▸ **Verilen alıştırma**
Aşağıdaki satırların tümünü yeniden yazın. "Expected response body" ifadesinin yerine "Sample response body" koyun, başka hiçbir şeyi değiştirmeyin.

▸ **Alıştırma verileri**
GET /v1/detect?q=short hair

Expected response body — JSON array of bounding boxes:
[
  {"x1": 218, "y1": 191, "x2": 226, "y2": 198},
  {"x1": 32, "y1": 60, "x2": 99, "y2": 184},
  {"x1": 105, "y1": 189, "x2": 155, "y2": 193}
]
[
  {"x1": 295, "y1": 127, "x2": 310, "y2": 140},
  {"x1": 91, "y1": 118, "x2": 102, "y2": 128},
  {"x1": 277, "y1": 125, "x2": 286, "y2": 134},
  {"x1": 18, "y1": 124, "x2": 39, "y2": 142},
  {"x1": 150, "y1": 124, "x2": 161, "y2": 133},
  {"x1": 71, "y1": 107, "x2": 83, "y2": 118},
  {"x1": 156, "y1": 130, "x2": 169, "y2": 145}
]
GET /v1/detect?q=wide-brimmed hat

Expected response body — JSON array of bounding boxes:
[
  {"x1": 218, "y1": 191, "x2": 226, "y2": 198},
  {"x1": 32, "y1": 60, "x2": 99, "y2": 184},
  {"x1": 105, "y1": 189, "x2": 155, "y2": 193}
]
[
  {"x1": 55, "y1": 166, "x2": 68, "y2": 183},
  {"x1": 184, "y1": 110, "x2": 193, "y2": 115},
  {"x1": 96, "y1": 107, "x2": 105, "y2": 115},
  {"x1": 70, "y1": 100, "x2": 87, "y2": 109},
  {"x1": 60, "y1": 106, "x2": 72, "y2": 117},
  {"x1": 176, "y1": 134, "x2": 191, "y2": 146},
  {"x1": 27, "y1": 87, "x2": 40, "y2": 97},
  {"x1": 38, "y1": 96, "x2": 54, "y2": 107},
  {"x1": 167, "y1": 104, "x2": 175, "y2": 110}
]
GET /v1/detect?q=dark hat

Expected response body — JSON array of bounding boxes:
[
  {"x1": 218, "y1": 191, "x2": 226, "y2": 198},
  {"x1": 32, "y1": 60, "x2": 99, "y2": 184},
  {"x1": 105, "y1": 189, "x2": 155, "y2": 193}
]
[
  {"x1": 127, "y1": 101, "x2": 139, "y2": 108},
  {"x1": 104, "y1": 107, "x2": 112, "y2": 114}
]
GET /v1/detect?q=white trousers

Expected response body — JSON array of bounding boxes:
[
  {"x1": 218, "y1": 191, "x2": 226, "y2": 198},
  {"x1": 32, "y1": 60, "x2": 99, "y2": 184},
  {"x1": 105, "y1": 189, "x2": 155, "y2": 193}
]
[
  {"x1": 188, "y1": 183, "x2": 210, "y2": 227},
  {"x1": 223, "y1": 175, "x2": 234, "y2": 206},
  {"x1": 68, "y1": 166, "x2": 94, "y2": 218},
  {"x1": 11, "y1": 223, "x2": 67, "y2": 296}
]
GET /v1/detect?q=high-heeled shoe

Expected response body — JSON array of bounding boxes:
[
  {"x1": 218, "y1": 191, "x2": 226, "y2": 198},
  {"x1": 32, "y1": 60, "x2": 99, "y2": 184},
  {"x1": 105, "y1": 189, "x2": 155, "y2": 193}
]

▸ **Sorunun cevabı**
GET /v1/detect?q=short hair

Sample response body — JSON array of bounding boxes:
[
  {"x1": 218, "y1": 191, "x2": 226, "y2": 198},
  {"x1": 32, "y1": 60, "x2": 99, "y2": 184},
  {"x1": 105, "y1": 189, "x2": 155, "y2": 193}
]
[
  {"x1": 295, "y1": 127, "x2": 310, "y2": 140},
  {"x1": 91, "y1": 118, "x2": 102, "y2": 128},
  {"x1": 277, "y1": 125, "x2": 286, "y2": 134},
  {"x1": 18, "y1": 124, "x2": 39, "y2": 142},
  {"x1": 150, "y1": 124, "x2": 161, "y2": 133},
  {"x1": 71, "y1": 107, "x2": 83, "y2": 118},
  {"x1": 156, "y1": 130, "x2": 169, "y2": 145}
]
GET /v1/detect?q=wide-brimmed hat

Sample response body — JSON array of bounding boxes:
[
  {"x1": 218, "y1": 191, "x2": 226, "y2": 198},
  {"x1": 32, "y1": 60, "x2": 99, "y2": 184},
  {"x1": 105, "y1": 189, "x2": 155, "y2": 193}
]
[
  {"x1": 55, "y1": 166, "x2": 68, "y2": 183},
  {"x1": 184, "y1": 110, "x2": 193, "y2": 115},
  {"x1": 96, "y1": 107, "x2": 105, "y2": 115},
  {"x1": 70, "y1": 100, "x2": 87, "y2": 109},
  {"x1": 60, "y1": 106, "x2": 72, "y2": 117},
  {"x1": 176, "y1": 134, "x2": 191, "y2": 146},
  {"x1": 27, "y1": 87, "x2": 40, "y2": 97},
  {"x1": 38, "y1": 96, "x2": 54, "y2": 107},
  {"x1": 167, "y1": 104, "x2": 175, "y2": 110}
]
GET /v1/detect?q=dark hat

Sample response body — JSON array of bounding boxes:
[
  {"x1": 218, "y1": 191, "x2": 226, "y2": 198},
  {"x1": 32, "y1": 60, "x2": 99, "y2": 184},
  {"x1": 105, "y1": 189, "x2": 155, "y2": 193}
]
[
  {"x1": 127, "y1": 101, "x2": 139, "y2": 108},
  {"x1": 104, "y1": 107, "x2": 112, "y2": 114}
]
GET /v1/detect?q=white trousers

Sample response body — JSON array of bounding boxes:
[
  {"x1": 218, "y1": 191, "x2": 226, "y2": 198},
  {"x1": 32, "y1": 60, "x2": 99, "y2": 184},
  {"x1": 105, "y1": 189, "x2": 155, "y2": 193}
]
[
  {"x1": 188, "y1": 183, "x2": 210, "y2": 227},
  {"x1": 223, "y1": 175, "x2": 234, "y2": 206},
  {"x1": 68, "y1": 166, "x2": 94, "y2": 218},
  {"x1": 11, "y1": 223, "x2": 67, "y2": 296}
]
GET /v1/detect?q=high-heeled shoe

Sample response body — JSON array of bounding boxes:
[
  {"x1": 218, "y1": 191, "x2": 226, "y2": 198},
  {"x1": 32, "y1": 60, "x2": 99, "y2": 184},
  {"x1": 105, "y1": 189, "x2": 155, "y2": 193}
]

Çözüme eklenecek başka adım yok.